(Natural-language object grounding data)

──────────────────────────────

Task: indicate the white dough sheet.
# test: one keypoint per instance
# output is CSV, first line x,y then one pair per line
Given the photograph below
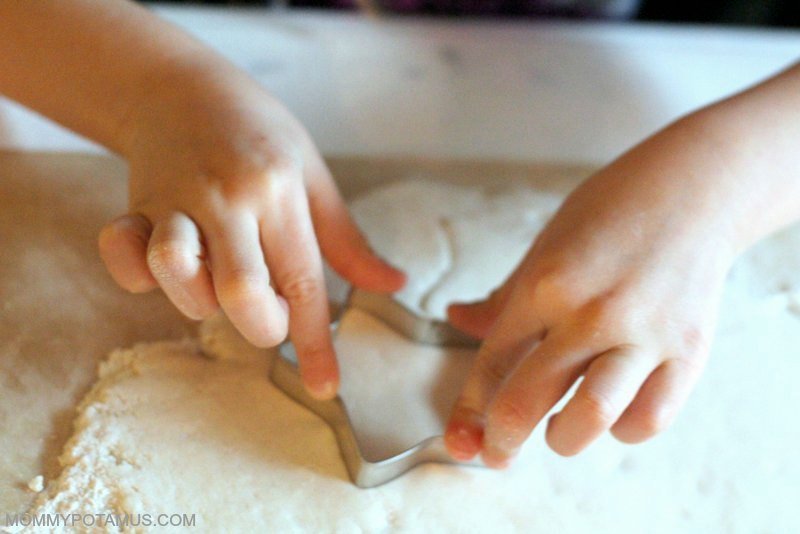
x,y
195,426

──────────────────────────────

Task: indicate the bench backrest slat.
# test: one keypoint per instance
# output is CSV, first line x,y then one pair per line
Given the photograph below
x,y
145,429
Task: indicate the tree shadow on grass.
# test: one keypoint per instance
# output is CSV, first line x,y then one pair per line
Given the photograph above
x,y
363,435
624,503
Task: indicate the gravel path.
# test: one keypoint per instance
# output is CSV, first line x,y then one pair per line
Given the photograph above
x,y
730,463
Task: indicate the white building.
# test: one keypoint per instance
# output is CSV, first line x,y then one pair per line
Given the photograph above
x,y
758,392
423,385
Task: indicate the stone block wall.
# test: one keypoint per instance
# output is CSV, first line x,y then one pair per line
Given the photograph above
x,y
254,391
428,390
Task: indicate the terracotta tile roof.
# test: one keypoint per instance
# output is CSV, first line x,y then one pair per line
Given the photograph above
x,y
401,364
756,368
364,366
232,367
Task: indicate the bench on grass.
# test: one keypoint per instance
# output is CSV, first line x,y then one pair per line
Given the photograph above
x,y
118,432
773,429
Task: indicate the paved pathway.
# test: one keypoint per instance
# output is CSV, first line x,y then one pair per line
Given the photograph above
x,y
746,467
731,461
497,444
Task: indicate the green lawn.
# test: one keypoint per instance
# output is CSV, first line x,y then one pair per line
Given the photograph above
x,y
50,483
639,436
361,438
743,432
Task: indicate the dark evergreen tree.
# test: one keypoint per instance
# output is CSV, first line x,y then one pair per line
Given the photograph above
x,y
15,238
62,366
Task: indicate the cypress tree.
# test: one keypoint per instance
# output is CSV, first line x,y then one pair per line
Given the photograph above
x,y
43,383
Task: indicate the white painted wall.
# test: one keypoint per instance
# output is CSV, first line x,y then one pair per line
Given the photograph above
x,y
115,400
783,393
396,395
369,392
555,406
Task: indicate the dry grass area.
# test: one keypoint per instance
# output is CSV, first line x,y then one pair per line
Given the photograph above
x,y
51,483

──────────────────────────────

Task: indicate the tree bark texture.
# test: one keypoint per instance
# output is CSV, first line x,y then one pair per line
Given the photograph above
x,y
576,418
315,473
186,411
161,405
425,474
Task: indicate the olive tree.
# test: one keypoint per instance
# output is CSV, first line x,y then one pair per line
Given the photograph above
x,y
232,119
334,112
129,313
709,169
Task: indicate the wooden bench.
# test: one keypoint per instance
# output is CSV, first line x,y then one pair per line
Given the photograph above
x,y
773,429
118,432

──────────────────────────────

= Task to carry out =
Gather from the records above every line containing the string "grass".

= Answer to the problem =
Task: indicate the tree shadow on grass.
Task: indicate the bench on grass.
Task: indicate the dry grass area.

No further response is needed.